## Written exercise:
Render every line of the records below as a Markdown table with the columns Row and Line, numbering the rows and omitting blank lines. Leave the pictures out of the table.

## Dataset entries:
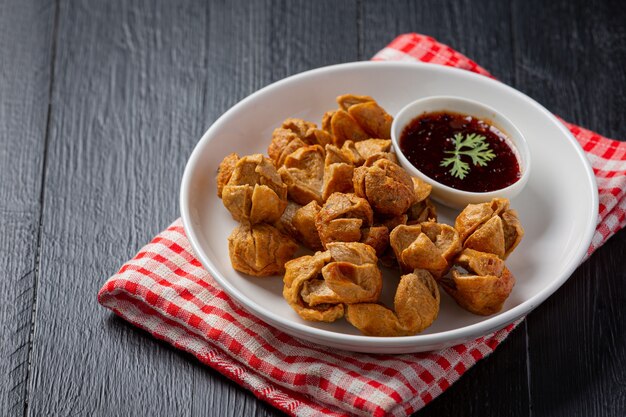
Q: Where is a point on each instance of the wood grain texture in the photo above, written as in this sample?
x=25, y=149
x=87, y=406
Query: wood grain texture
x=136, y=83
x=577, y=338
x=127, y=105
x=462, y=26
x=25, y=57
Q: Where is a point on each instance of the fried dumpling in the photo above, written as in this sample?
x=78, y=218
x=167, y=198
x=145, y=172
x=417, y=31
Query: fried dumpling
x=369, y=147
x=343, y=127
x=303, y=173
x=307, y=131
x=485, y=285
x=429, y=245
x=386, y=186
x=338, y=169
x=368, y=114
x=422, y=209
x=416, y=306
x=260, y=249
x=224, y=171
x=490, y=227
x=342, y=217
x=304, y=224
x=255, y=192
x=318, y=286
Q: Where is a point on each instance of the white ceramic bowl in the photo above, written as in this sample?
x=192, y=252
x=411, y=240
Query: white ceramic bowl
x=445, y=194
x=558, y=207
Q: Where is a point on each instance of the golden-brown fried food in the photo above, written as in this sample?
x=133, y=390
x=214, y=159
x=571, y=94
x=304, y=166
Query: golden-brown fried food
x=304, y=223
x=368, y=114
x=303, y=173
x=422, y=209
x=260, y=250
x=338, y=169
x=255, y=192
x=486, y=285
x=490, y=227
x=285, y=223
x=416, y=306
x=307, y=131
x=346, y=101
x=373, y=119
x=429, y=245
x=317, y=286
x=377, y=237
x=302, y=280
x=386, y=186
x=369, y=147
x=342, y=217
x=284, y=143
x=224, y=171
x=343, y=127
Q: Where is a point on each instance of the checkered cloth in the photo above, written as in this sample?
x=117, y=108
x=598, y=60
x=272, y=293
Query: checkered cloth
x=165, y=291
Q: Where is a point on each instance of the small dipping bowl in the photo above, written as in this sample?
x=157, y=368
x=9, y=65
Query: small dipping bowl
x=445, y=194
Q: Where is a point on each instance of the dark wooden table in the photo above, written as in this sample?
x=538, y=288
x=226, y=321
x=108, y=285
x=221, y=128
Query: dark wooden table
x=101, y=102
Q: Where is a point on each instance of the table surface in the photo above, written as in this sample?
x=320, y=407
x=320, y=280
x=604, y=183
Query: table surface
x=101, y=103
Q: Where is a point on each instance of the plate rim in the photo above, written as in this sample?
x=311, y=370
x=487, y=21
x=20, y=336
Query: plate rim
x=330, y=338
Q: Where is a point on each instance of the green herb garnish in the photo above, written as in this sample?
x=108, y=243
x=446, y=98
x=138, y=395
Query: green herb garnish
x=478, y=150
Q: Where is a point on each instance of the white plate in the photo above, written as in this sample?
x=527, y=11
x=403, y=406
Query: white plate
x=558, y=208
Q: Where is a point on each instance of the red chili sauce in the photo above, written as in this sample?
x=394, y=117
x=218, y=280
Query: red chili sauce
x=425, y=140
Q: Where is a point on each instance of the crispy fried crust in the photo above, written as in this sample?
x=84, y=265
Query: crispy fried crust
x=224, y=171
x=485, y=286
x=429, y=245
x=490, y=227
x=342, y=217
x=260, y=250
x=255, y=192
x=386, y=186
x=318, y=286
x=303, y=173
x=416, y=306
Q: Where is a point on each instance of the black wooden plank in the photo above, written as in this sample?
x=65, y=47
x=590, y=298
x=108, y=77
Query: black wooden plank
x=575, y=66
x=137, y=84
x=26, y=32
x=252, y=44
x=481, y=30
x=127, y=106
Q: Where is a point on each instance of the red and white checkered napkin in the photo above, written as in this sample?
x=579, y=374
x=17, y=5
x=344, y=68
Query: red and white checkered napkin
x=165, y=291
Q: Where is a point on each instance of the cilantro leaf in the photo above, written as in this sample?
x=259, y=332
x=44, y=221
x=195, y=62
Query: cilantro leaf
x=478, y=151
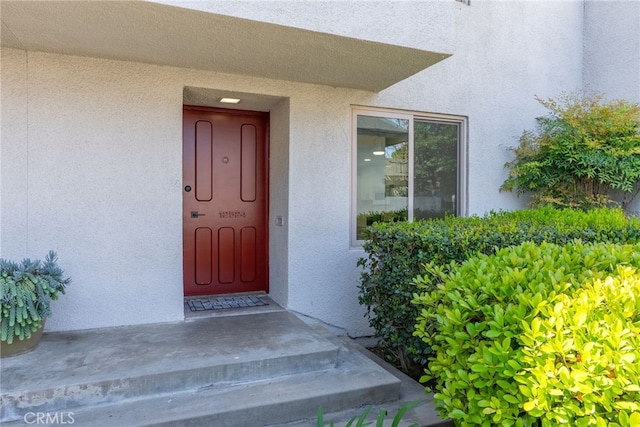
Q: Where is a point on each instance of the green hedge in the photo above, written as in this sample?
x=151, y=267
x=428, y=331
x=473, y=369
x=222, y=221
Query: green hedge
x=537, y=335
x=395, y=253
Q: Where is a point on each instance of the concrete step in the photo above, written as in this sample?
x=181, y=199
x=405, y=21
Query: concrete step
x=74, y=369
x=245, y=370
x=353, y=383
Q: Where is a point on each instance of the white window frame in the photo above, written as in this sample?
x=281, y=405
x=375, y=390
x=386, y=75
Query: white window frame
x=411, y=116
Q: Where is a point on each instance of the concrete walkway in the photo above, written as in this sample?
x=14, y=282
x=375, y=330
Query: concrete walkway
x=233, y=368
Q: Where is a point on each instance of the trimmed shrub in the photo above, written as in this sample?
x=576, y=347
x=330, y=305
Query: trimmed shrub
x=396, y=253
x=537, y=335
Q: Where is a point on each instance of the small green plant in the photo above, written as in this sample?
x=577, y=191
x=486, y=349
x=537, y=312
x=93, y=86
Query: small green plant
x=361, y=421
x=26, y=291
x=535, y=335
x=585, y=153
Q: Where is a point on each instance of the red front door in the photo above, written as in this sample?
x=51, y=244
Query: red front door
x=225, y=195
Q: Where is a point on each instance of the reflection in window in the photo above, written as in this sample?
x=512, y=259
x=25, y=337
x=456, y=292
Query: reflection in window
x=407, y=167
x=382, y=170
x=435, y=169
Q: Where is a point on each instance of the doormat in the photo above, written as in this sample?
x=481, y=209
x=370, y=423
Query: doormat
x=222, y=303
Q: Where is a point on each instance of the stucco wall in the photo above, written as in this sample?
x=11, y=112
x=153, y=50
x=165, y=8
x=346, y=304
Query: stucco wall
x=612, y=48
x=97, y=161
x=402, y=22
x=612, y=52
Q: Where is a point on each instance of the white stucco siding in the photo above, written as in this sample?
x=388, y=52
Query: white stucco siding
x=612, y=48
x=101, y=183
x=13, y=145
x=102, y=170
x=420, y=24
x=92, y=157
x=506, y=54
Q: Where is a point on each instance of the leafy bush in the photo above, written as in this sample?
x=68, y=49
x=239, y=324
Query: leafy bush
x=26, y=291
x=582, y=153
x=537, y=335
x=395, y=254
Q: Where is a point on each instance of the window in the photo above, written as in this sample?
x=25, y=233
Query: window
x=406, y=167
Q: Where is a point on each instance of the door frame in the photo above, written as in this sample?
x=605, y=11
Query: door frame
x=265, y=219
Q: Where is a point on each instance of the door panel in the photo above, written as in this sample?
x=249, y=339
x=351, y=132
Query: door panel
x=225, y=201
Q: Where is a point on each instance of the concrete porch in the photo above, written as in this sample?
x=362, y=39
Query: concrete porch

## Task answer:
| Row | Line |
|---|---|
| 1 | Q: Where is a point on each instance of the wood grain texture in the photo above, written as in this sample? |
| 2 | x=25, y=149 |
| 3 | x=87, y=406 |
| 4 | Query: wood grain texture |
| 5 | x=136, y=83 |
| 6 | x=577, y=338 |
| 7 | x=127, y=105 |
| 8 | x=462, y=26 |
| 9 | x=25, y=57 |
| 10 | Q: Where is a point on each instance of the fried dumpling in the photo above, written as in this sample? |
| 11 | x=78, y=218 |
| 12 | x=167, y=198 |
| 13 | x=145, y=172 |
| 14 | x=417, y=31 |
| 15 | Query: fried dumpling |
| 16 | x=369, y=147 |
| 17 | x=343, y=127 |
| 18 | x=303, y=173 |
| 19 | x=307, y=131 |
| 20 | x=485, y=285 |
| 21 | x=429, y=245 |
| 22 | x=386, y=186 |
| 23 | x=338, y=169 |
| 24 | x=368, y=114 |
| 25 | x=422, y=209 |
| 26 | x=416, y=306 |
| 27 | x=260, y=249 |
| 28 | x=224, y=171 |
| 29 | x=490, y=227 |
| 30 | x=342, y=217 |
| 31 | x=304, y=224 |
| 32 | x=255, y=192 |
| 33 | x=318, y=286 |
| 34 | Q: Where is a point on each instance of the white ceramic bowl in the photo above, written as in this sample? |
| 35 | x=192, y=252 |
| 36 | x=411, y=240 |
| 37 | Query: white ceramic bowl |
| 38 | x=445, y=194 |
| 39 | x=558, y=207 |
| 40 | Q: Where is a point on each instance of the golden-brown fried food in the photo above, written as in this sample? |
| 41 | x=133, y=390 |
| 42 | x=214, y=159 |
| 43 | x=571, y=94 |
| 44 | x=304, y=166 |
| 45 | Query: golden-brown fried food |
| 46 | x=304, y=223 |
| 47 | x=368, y=114 |
| 48 | x=303, y=173 |
| 49 | x=422, y=209 |
| 50 | x=260, y=250 |
| 51 | x=338, y=169 |
| 52 | x=255, y=192 |
| 53 | x=486, y=285 |
| 54 | x=490, y=227 |
| 55 | x=285, y=223 |
| 56 | x=416, y=306 |
| 57 | x=307, y=131 |
| 58 | x=346, y=101 |
| 59 | x=373, y=119 |
| 60 | x=429, y=245 |
| 61 | x=317, y=286 |
| 62 | x=377, y=237 |
| 63 | x=302, y=280 |
| 64 | x=386, y=186 |
| 65 | x=369, y=147 |
| 66 | x=342, y=217 |
| 67 | x=284, y=143 |
| 68 | x=224, y=171 |
| 69 | x=343, y=127 |
| 70 | Q: Where is a point on each instance of the checkered cloth in the photo above, written as in this sample? |
| 71 | x=117, y=108 |
| 72 | x=598, y=60 |
| 73 | x=272, y=293 |
| 74 | Query: checkered cloth |
| 75 | x=165, y=291 |
| 76 | Q: Where is a point on each instance of the small dipping bowl in the photo above, written as in this sample? |
| 77 | x=157, y=368 |
| 78 | x=9, y=65 |
| 79 | Query: small dipping bowl |
| 80 | x=445, y=194 |
| 81 | Q: Where is a point on each instance of the dark wooden table in the photo above, written as in this sample? |
| 82 | x=538, y=288 |
| 83 | x=226, y=321 |
| 84 | x=108, y=285 |
| 85 | x=221, y=128 |
| 86 | Query: dark wooden table |
| 87 | x=101, y=102 |
| 88 | Q: Where is a point on each instance of the table surface in the photo above, written as in this sample? |
| 89 | x=320, y=407 |
| 90 | x=320, y=280 |
| 91 | x=604, y=183 |
| 92 | Query: table surface |
| 93 | x=101, y=103 |
| 94 | Q: Where is a point on each instance of the plate rim in the photo above, written as in this sample? |
| 95 | x=311, y=370 |
| 96 | x=487, y=21 |
| 97 | x=20, y=336 |
| 98 | Query: plate rim |
| 99 | x=330, y=338 |
| 100 | Q: Where is a point on each instance of the green herb garnish in the photo above, written as in this sample? |
| 101 | x=108, y=243 |
| 102 | x=446, y=98 |
| 103 | x=138, y=395 |
| 104 | Query: green herb garnish |
| 105 | x=478, y=150 |
| 106 | Q: Where is a point on each instance of the white plate in the photo above, written as in this sample? |
| 107 | x=527, y=11 |
| 108 | x=403, y=406 |
| 109 | Query: white plate |
| 110 | x=558, y=208 |
| 111 | Q: Where is a point on each instance of the red chili sauce in the photo above, written as in this sample? |
| 112 | x=394, y=117 |
| 113 | x=218, y=280 |
| 114 | Query: red chili sauce |
| 115 | x=425, y=140 |
| 116 | Q: Where is a point on each instance of the crispy fried crust in the photo above, written as in this sample? |
| 117 | x=84, y=265 |
| 118 | Query: crispy fried crust |
| 119 | x=224, y=171 |
| 120 | x=485, y=286 |
| 121 | x=429, y=245 |
| 122 | x=490, y=227 |
| 123 | x=342, y=217 |
| 124 | x=260, y=250 |
| 125 | x=255, y=192 |
| 126 | x=386, y=186 |
| 127 | x=318, y=286 |
| 128 | x=303, y=173 |
| 129 | x=416, y=306 |
| 130 | Q: Where is a point on each instance of the black wooden plank in the photo above, written as in this sample? |
| 131 | x=65, y=47 |
| 132 | x=590, y=298 |
| 133 | x=108, y=77 |
| 134 | Query: black wooden plank |
| 135 | x=575, y=66 |
| 136 | x=137, y=84 |
| 137 | x=26, y=32 |
| 138 | x=252, y=44 |
| 139 | x=481, y=30 |
| 140 | x=127, y=106 |
| 141 | Q: Where is a point on each instance of the red and white checkered napkin in the photo above, written as in this sample? |
| 142 | x=579, y=374 |
| 143 | x=17, y=5 |
| 144 | x=344, y=68 |
| 145 | Query: red and white checkered napkin |
| 146 | x=165, y=291 |
| 147 | Q: Where is a point on each instance of the cilantro leaf in the photo above, written as in this sample? |
| 148 | x=259, y=332 |
| 149 | x=44, y=221 |
| 150 | x=195, y=62 |
| 151 | Query: cilantro leaf |
| 152 | x=478, y=151 |
| 153 | Q: Where is a point on each instance of the green hedge in the photo above, written as in this sample? |
| 154 | x=151, y=267 |
| 155 | x=428, y=331 |
| 156 | x=473, y=369 |
| 157 | x=222, y=221 |
| 158 | Query: green hedge |
| 159 | x=537, y=335 |
| 160 | x=395, y=253 |
| 161 | Q: Where is a point on each instance of the concrete step in the photo above, written as in this sample? |
| 162 | x=181, y=199 |
| 163 | x=405, y=21 |
| 164 | Query: concrete step |
| 165 | x=74, y=369 |
| 166 | x=245, y=370 |
| 167 | x=353, y=383 |
| 168 | Q: Where is a point on each instance of the white window frame in the photo above, written as in this sample? |
| 169 | x=281, y=405 |
| 170 | x=375, y=390 |
| 171 | x=386, y=75 |
| 172 | Query: white window frame |
| 173 | x=411, y=116 |
| 174 | Q: Where is a point on each instance of the concrete walkway in the photo above, written as in this sample? |
| 175 | x=14, y=282 |
| 176 | x=375, y=330 |
| 177 | Query: concrete walkway |
| 178 | x=233, y=368 |
| 179 | Q: Where is a point on each instance of the trimmed shrub in the photo above, written as in this sample? |
| 180 | x=576, y=347 |
| 181 | x=330, y=305 |
| 182 | Query: trimmed shrub |
| 183 | x=396, y=253 |
| 184 | x=537, y=335 |
| 185 | Q: Where is a point on each instance of the small green plant in the photo above, written as in this sample? |
| 186 | x=577, y=191 |
| 187 | x=486, y=349 |
| 188 | x=537, y=312 |
| 189 | x=93, y=86 |
| 190 | Query: small green plant |
| 191 | x=361, y=421 |
| 192 | x=26, y=291 |
| 193 | x=535, y=335 |
| 194 | x=585, y=153 |
| 195 | Q: Where is a point on each instance of the red front door in the photo above, written as in this sample? |
| 196 | x=51, y=244 |
| 197 | Query: red front door |
| 198 | x=225, y=195 |
| 199 | Q: Where is a point on each instance of the reflection in window in the photo above, written as in this sample? |
| 200 | x=512, y=259 |
| 201 | x=25, y=337 |
| 202 | x=456, y=292 |
| 203 | Query: reflection in window |
| 204 | x=407, y=167 |
| 205 | x=382, y=170 |
| 206 | x=435, y=169 |
| 207 | Q: Where is a point on each instance of the doormat in the photo above, written as in this sample? |
| 208 | x=481, y=209 |
| 209 | x=370, y=423 |
| 210 | Query: doormat |
| 211 | x=222, y=303 |
| 212 | Q: Where is a point on each instance of the stucco wall in the photo above, written as in this sample? |
| 213 | x=11, y=112 |
| 214 | x=153, y=50 |
| 215 | x=165, y=8 |
| 216 | x=346, y=304 |
| 217 | Query: stucco wall |
| 218 | x=612, y=48 |
| 219 | x=97, y=161 |
| 220 | x=402, y=22 |
| 221 | x=612, y=52 |
| 222 | Q: Where is a point on each instance of the white stucco siding in the photo above, written as in this sample? |
| 223 | x=388, y=52 |
| 224 | Query: white stucco siding |
| 225 | x=612, y=48 |
| 226 | x=101, y=183 |
| 227 | x=13, y=145 |
| 228 | x=102, y=170 |
| 229 | x=420, y=24 |
| 230 | x=92, y=157 |
| 231 | x=506, y=54 |
| 232 | Q: Where is a point on each instance of the leafy bush in the photo above, written as in this sample? |
| 233 | x=68, y=49 |
| 234 | x=239, y=324 |
| 235 | Query: leafy bush |
| 236 | x=26, y=291 |
| 237 | x=582, y=153 |
| 238 | x=537, y=335 |
| 239 | x=395, y=254 |
| 240 | Q: Where is a point on each instance of the window in the photo above, written as in this sample? |
| 241 | x=25, y=233 |
| 242 | Query: window |
| 243 | x=406, y=167 |
| 244 | Q: Where is a point on each instance of the door frame in the photo above, written as in this sample? |
| 245 | x=605, y=11 |
| 246 | Query: door frame |
| 247 | x=265, y=219 |
| 248 | Q: Where is a point on each instance of the door panel in the photo above, written as in this sample? |
| 249 | x=249, y=339 |
| 250 | x=351, y=132 |
| 251 | Query: door panel |
| 252 | x=225, y=201 |
| 253 | Q: Where is a point on each instance of the concrete porch in the photo above, written as in this sample? |
| 254 | x=362, y=39 |
| 255 | Query: concrete porch |